The required answer is every line of the data containing the word "white".

Segment Start: DATA TO EXAMINE

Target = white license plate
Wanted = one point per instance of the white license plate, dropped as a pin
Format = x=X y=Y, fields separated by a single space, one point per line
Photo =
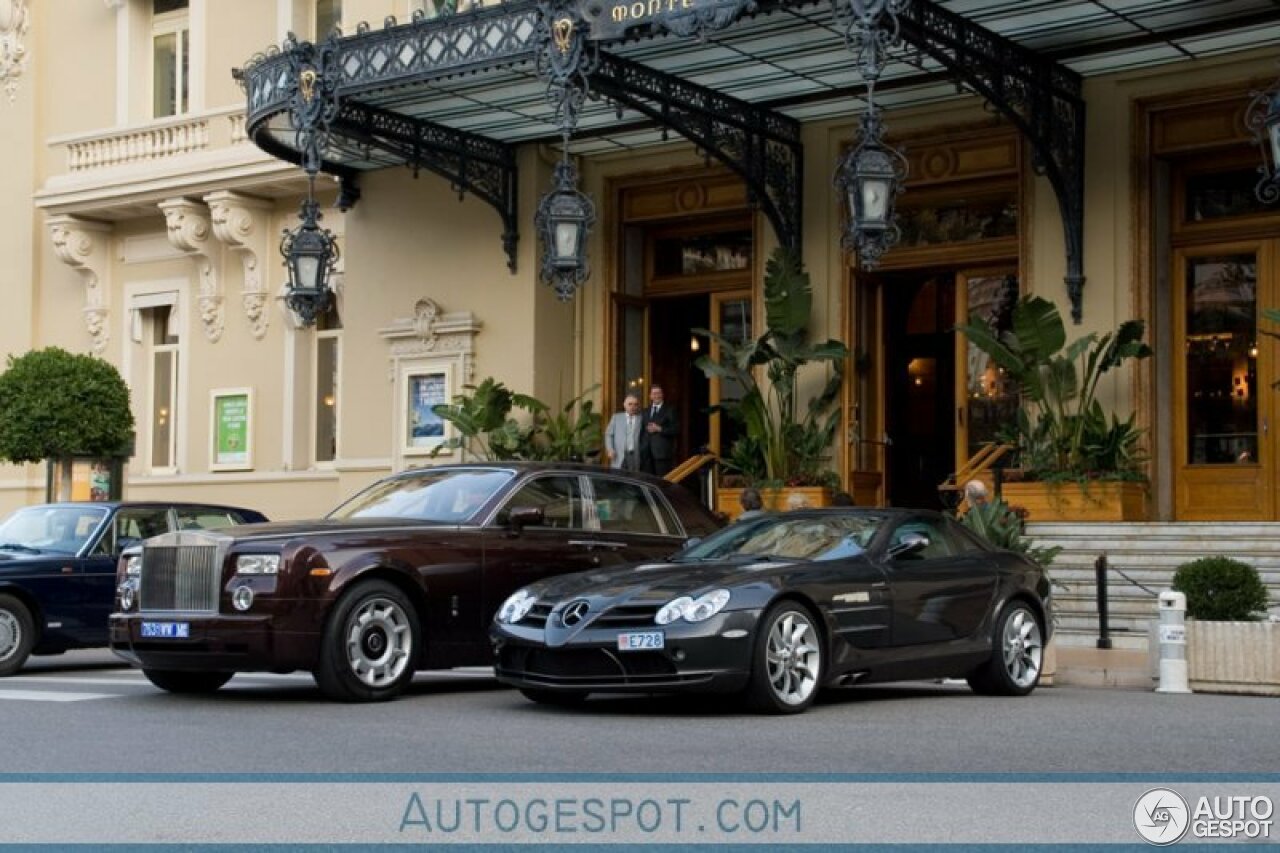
x=640 y=641
x=169 y=630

Segment End: DATA TO EXAMINE

→ **EXERCISE RESPONSE**
Target = white license plate
Wanted = one point per instance of the white license plate, dropped as a pin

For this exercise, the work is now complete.